● 提示文:

コンペ開催事例_たばこ商品の画像検出で営業担当者の業務負担を軽減

日本のたばこビジネスを牽引する日本たばこ産業株式会社(JT)では、たばこを取り巻く社会環境の急速な変化に順応するために、積極的にデジタライゼーションを進めている。 2019年1月に事業企画室内にデジタル活用を促進するデジタルナビゲーションチームが発足。デジタル技術を活用し、各部署の課題を解決する取り組みがより強化された。 同社は2019年3月、「たばこの陳列棚を撮影した画像から、どこにどの商品が配置されているかを検出する」というテーマで、AIコンペティションを開催。 販売店舗の陳列棚のどこにどの銘柄が陳列されているのかを自動で画像認識しデータ化することにより、理想的な棚割(たばこを陳列する際のレイアウト)について効率的に分析できるようになる。 このデータ化の作業を行うには営業担当者の手作業の業務が多く、大きな手間や時間がかかっていた。 「この問題をAIによって解決し、営業担当者の生産性を向上させるのがコンペの狙いでした」と加藤さんは話す。 優れたモデルを得たことはもちろん、今回のコンペはさまざまな好影響をもたらしてくれたと言う加藤さんに、コンペによって得られた成果について詳しくお聞きした。

● 出題内容 1:
提示文に登場する組織、部署、チームの名称をすべて挙げてください。

● 処理対象の記録:

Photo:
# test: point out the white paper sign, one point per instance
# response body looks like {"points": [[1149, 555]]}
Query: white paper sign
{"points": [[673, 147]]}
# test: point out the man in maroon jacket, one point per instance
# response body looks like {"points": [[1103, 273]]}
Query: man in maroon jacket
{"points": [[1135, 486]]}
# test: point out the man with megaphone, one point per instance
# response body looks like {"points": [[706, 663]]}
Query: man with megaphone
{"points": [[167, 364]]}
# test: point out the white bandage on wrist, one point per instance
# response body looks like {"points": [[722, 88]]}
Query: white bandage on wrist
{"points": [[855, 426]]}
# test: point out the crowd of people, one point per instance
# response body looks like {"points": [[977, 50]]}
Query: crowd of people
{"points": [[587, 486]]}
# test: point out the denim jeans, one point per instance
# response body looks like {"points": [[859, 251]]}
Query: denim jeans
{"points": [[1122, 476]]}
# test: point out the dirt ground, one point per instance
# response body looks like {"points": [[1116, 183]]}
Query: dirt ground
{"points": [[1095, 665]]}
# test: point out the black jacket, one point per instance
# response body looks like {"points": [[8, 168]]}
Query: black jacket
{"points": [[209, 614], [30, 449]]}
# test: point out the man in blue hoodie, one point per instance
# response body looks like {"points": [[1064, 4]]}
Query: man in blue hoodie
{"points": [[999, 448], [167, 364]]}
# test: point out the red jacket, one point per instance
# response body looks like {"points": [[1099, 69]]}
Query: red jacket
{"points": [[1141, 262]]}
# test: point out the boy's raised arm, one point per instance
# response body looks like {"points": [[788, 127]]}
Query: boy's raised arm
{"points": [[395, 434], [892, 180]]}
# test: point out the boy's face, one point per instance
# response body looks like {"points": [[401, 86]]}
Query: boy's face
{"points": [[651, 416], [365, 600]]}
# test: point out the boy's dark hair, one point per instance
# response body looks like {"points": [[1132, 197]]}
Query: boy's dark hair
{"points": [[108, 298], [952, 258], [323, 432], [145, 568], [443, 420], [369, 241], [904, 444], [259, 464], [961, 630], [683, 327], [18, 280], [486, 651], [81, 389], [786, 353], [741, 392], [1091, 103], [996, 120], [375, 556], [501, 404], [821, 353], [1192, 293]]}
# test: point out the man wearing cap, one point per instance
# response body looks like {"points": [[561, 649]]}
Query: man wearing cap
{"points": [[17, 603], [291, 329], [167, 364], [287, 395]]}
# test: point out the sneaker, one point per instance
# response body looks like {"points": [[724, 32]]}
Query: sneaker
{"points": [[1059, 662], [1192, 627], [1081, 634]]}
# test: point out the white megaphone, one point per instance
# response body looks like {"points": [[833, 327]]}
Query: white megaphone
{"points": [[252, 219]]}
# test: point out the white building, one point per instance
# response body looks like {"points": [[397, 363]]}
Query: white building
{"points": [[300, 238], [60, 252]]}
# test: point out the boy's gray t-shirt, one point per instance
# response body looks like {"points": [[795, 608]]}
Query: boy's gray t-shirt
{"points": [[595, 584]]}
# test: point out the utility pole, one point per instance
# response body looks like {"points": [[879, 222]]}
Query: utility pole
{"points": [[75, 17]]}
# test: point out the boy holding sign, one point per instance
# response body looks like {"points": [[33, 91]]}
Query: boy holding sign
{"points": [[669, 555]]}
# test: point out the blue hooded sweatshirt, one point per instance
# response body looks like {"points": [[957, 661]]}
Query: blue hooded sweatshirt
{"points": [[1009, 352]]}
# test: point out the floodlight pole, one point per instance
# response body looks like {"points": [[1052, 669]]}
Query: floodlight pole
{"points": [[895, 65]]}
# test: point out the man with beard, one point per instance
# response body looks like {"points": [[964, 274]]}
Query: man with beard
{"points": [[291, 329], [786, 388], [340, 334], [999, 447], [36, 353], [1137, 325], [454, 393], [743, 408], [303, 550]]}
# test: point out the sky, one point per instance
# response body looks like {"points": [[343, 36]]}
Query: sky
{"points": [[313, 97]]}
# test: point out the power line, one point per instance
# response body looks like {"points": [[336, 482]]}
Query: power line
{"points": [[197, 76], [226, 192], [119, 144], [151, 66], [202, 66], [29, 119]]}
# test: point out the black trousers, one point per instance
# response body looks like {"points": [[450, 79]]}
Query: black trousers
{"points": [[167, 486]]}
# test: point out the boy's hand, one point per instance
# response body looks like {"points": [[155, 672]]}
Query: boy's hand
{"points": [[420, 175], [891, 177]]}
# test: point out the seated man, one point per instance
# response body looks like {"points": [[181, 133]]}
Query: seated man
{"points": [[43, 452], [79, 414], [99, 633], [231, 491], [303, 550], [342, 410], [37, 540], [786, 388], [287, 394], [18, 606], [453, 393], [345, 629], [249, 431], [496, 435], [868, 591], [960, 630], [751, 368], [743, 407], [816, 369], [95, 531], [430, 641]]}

---

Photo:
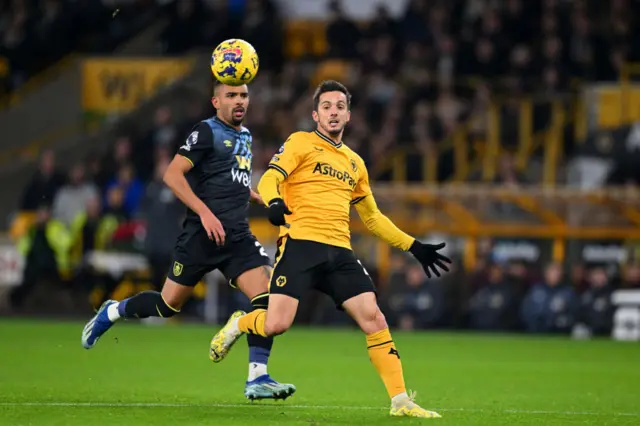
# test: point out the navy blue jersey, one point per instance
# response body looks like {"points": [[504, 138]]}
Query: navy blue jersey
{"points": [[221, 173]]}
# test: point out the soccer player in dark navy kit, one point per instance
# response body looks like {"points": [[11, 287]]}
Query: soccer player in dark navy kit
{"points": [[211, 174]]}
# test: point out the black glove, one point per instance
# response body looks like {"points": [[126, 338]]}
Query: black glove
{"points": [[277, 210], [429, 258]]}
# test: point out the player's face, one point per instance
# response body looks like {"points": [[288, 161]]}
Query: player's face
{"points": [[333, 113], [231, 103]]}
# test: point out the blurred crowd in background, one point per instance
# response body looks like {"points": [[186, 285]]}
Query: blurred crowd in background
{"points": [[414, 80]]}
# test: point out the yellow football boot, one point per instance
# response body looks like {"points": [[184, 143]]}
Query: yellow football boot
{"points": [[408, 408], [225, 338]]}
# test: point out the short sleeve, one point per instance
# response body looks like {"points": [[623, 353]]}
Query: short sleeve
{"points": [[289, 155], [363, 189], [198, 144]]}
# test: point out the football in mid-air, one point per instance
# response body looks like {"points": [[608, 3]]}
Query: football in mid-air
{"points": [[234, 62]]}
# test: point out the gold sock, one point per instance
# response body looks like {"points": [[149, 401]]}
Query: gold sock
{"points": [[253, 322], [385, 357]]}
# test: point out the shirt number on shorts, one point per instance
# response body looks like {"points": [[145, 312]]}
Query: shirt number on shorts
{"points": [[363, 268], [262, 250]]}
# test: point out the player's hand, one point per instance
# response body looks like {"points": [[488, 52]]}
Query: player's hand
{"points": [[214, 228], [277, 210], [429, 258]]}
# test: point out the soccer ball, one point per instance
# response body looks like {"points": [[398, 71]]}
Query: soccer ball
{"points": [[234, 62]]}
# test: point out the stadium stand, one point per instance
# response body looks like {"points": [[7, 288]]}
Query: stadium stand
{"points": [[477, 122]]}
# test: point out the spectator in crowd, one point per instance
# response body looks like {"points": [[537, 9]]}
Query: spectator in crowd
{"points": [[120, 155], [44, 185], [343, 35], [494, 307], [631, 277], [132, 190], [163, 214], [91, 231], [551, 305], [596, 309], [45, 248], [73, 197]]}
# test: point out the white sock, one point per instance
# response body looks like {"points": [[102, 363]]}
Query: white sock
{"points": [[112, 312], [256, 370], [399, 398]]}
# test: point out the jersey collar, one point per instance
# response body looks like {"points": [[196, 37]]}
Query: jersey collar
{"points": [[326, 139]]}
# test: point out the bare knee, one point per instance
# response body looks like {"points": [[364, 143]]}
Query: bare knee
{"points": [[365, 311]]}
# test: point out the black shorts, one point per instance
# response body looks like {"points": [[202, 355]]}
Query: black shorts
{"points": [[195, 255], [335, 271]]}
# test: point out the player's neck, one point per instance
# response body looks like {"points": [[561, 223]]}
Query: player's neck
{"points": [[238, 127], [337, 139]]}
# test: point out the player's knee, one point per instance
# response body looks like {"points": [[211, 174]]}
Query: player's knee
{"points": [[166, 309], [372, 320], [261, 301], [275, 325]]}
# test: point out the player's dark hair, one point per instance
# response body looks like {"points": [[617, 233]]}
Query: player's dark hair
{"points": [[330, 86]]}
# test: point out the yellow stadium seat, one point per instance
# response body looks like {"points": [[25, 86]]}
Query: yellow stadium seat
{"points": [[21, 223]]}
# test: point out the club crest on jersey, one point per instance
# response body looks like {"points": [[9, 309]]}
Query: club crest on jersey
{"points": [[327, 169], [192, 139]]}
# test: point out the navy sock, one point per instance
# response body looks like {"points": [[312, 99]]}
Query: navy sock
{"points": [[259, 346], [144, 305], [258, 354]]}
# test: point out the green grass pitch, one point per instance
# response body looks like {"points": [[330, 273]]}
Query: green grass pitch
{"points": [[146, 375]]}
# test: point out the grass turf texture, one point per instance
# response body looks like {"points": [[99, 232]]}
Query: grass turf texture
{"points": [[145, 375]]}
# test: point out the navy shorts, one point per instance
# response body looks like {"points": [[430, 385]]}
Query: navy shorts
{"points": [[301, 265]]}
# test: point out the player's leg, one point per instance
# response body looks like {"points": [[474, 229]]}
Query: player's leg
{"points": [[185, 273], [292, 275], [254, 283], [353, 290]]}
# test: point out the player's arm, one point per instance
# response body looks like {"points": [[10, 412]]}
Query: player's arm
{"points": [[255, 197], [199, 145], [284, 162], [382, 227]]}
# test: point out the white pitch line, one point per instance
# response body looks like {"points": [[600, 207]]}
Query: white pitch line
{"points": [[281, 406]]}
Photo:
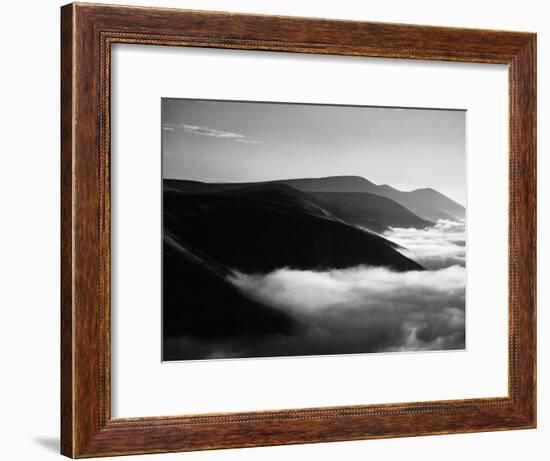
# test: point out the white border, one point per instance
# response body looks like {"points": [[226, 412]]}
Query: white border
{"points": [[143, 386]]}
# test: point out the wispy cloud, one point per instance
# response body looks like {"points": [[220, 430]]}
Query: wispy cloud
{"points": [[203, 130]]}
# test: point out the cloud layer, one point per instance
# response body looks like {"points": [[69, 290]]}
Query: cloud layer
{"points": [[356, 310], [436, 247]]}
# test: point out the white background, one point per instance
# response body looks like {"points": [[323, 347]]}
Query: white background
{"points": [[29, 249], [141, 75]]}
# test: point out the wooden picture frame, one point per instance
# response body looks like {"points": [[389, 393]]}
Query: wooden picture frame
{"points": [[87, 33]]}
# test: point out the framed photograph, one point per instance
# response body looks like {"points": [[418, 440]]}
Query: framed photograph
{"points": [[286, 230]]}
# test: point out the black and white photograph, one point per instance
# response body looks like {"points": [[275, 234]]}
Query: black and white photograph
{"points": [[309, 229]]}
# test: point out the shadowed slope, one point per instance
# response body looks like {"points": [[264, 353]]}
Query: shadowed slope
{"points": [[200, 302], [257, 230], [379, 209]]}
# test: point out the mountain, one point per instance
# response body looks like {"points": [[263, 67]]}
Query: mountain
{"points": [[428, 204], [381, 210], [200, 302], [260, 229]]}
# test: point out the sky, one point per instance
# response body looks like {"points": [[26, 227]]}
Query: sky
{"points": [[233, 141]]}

● 出題内容 2:
記録のうち、「number」という文字列を含む行をすべて示してください。大文字と小文字は区別してください。

● 課題の解答 1:
日本たばこ産業株式会社(JT)、事業企画室、デジタルナビゲーションチーム

● 課題の解答 2:
# test: point out the shirt number on shorts, one point per instance
Query: shirt number on shorts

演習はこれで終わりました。